RECORDS FOR THE TASK:
§
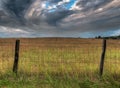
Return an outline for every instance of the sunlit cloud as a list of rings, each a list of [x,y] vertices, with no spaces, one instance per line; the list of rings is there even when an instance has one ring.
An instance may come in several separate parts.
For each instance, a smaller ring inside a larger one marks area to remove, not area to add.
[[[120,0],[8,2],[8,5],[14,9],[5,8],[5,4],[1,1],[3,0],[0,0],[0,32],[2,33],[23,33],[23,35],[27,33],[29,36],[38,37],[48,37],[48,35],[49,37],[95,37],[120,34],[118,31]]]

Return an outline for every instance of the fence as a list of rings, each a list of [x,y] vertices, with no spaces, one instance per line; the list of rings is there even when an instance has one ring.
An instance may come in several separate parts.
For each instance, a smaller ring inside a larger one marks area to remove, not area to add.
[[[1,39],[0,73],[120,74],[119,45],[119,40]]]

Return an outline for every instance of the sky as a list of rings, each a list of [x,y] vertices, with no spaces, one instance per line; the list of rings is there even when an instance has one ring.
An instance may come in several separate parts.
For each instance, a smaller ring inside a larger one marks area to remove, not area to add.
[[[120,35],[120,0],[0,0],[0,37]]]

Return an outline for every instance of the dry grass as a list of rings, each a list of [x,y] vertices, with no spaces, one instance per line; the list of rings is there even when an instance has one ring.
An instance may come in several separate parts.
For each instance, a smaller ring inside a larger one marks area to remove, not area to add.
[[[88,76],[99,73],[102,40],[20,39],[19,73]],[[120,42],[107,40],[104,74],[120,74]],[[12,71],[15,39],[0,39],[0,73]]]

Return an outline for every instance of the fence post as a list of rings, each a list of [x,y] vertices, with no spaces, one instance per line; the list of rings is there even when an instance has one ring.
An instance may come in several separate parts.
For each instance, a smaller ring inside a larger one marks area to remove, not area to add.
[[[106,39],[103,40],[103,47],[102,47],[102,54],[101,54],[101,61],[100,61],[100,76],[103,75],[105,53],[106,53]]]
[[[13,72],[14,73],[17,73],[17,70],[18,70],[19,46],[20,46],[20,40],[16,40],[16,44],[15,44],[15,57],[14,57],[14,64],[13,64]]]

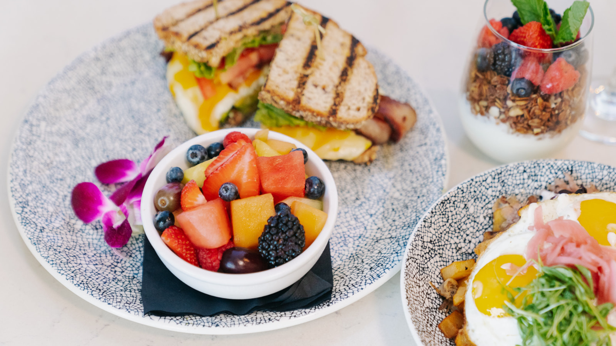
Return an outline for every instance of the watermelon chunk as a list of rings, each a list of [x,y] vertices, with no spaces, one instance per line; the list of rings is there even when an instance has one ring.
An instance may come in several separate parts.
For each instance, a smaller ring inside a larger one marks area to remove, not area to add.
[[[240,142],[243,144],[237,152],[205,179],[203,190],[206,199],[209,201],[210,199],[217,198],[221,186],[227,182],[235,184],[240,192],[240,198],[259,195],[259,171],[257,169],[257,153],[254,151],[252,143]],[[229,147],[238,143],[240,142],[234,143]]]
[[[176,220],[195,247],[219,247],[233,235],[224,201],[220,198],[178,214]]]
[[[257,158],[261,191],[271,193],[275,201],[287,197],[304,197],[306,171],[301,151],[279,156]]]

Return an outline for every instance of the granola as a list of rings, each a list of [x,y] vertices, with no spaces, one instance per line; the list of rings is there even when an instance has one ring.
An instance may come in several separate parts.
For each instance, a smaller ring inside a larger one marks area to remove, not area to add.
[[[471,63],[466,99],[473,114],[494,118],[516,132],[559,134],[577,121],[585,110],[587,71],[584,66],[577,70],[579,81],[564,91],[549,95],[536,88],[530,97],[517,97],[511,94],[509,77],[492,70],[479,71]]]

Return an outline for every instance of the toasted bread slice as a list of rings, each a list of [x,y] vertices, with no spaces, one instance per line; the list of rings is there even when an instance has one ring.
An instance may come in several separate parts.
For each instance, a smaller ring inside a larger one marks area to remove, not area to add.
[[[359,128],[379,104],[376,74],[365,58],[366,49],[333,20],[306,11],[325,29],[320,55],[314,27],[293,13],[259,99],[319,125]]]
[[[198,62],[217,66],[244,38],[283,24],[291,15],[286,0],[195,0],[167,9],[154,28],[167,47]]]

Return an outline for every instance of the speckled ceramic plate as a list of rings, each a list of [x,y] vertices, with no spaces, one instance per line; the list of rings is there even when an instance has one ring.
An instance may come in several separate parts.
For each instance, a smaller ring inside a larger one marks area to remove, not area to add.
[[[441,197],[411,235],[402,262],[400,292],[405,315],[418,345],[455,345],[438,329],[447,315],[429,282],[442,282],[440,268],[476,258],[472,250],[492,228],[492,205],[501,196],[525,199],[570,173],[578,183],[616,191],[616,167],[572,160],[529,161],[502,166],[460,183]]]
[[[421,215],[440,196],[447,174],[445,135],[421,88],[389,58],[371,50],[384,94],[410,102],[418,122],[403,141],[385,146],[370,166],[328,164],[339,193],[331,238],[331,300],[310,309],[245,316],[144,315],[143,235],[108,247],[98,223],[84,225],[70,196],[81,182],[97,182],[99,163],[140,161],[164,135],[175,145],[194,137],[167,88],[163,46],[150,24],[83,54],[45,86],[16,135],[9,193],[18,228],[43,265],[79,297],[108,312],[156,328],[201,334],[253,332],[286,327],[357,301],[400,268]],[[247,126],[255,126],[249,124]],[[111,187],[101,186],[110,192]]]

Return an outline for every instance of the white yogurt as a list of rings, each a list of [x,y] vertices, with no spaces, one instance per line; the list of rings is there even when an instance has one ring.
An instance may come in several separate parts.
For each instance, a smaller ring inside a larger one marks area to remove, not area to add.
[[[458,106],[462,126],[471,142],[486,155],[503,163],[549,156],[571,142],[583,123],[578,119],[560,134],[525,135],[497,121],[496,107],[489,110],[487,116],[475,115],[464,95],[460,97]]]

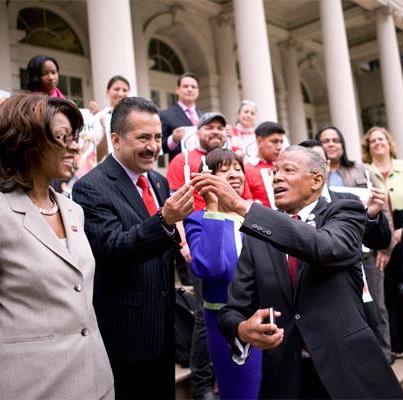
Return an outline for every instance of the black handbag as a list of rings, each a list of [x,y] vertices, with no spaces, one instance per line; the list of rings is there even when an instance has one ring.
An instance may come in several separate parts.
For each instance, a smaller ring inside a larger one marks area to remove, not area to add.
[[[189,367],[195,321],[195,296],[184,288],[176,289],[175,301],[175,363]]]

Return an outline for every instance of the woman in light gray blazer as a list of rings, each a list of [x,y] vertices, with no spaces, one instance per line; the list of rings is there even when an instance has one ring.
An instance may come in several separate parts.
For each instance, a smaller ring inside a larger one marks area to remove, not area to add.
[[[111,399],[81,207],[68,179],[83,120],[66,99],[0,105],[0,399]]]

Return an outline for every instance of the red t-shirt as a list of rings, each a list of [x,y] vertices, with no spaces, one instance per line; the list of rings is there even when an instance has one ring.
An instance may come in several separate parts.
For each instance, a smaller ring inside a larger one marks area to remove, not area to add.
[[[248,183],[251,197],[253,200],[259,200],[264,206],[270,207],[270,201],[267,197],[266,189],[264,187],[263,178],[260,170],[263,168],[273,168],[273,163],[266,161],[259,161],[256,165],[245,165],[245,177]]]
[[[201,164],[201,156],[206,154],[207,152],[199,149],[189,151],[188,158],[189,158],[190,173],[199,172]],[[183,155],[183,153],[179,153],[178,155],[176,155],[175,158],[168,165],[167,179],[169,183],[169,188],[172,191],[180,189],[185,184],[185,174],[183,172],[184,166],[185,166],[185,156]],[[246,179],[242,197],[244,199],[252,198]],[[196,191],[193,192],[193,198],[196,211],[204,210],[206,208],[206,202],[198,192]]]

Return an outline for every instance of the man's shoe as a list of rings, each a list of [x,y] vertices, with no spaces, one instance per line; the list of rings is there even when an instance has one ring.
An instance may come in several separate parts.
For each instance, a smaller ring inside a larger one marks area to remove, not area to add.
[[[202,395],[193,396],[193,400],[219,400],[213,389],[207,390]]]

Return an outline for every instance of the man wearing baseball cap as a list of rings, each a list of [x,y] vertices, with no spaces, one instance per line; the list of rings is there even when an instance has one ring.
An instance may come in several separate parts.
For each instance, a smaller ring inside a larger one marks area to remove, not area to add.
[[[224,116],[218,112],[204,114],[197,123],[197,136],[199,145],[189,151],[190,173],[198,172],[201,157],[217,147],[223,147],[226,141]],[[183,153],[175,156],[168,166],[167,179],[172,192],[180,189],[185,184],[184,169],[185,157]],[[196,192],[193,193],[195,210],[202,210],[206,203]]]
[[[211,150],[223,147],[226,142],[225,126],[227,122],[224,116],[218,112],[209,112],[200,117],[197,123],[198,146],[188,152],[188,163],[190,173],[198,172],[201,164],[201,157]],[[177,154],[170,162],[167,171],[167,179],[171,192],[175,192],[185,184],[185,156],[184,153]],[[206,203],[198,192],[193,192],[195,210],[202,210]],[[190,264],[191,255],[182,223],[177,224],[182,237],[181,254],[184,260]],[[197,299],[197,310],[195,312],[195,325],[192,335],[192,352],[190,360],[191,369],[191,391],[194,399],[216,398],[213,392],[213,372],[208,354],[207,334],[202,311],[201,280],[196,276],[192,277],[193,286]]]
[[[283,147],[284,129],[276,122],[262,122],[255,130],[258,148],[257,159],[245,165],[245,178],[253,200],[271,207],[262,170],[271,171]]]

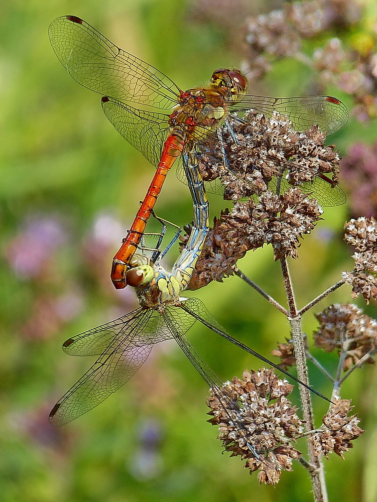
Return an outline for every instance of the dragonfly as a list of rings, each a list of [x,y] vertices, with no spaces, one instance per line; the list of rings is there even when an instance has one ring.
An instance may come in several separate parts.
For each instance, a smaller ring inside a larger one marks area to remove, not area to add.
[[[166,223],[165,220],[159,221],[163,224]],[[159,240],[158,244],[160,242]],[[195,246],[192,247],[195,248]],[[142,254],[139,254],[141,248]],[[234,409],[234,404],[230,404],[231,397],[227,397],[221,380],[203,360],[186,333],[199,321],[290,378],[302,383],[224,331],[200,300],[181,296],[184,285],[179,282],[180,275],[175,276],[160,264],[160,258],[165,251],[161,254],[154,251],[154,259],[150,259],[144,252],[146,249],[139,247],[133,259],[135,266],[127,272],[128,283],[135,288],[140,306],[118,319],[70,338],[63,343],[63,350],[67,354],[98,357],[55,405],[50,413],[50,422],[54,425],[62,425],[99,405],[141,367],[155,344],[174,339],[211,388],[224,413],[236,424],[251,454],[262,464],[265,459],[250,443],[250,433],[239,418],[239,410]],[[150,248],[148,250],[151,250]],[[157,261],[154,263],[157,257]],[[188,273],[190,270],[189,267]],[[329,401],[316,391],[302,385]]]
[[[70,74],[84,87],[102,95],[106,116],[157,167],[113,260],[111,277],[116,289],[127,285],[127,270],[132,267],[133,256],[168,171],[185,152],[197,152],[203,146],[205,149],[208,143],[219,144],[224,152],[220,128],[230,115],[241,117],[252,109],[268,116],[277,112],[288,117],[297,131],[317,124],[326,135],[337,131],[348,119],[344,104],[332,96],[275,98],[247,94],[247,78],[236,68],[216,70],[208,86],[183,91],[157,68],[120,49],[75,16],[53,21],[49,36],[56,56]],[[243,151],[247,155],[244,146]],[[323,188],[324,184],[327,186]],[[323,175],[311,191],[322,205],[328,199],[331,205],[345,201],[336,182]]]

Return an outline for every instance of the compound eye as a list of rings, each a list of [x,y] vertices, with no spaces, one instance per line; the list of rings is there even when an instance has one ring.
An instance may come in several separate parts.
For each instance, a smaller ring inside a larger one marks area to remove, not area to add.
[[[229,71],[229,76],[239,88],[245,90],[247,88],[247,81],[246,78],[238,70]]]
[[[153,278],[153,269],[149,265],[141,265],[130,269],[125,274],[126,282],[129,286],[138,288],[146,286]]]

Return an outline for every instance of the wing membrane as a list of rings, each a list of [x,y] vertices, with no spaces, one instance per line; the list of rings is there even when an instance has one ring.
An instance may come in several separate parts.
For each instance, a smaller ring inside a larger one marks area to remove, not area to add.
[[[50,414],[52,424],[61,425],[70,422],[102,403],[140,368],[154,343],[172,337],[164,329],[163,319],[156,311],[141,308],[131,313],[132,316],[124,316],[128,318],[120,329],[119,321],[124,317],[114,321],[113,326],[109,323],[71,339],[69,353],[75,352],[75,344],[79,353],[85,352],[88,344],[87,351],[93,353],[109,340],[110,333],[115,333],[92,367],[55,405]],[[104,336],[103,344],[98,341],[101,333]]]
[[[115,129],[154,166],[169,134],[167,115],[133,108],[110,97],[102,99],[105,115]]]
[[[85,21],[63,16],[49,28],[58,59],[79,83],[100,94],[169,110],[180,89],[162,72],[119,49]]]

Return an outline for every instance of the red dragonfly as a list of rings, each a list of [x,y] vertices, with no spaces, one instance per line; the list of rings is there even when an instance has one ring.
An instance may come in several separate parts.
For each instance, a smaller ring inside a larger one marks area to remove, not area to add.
§
Can you repeat the records verbatim, from the line containing "Return an outline for every instance of the man's" through the line containing "[[[202,395],[193,396],[193,400],[219,400],[213,389],[207,390]]]", both lines included?

TASK RESULT:
Return an outline for every instance of the man's shoe as a list of rings, each a list of [x,y] vertices, with no spaces, one instance per line; the list of rings is there even when an instance has one ring.
An instance may come in several separate parts.
For each instance, a smaller ring inside a larger one marks area to remove, not area to add.
[[[202,395],[193,396],[193,400],[219,400],[213,389],[207,390]]]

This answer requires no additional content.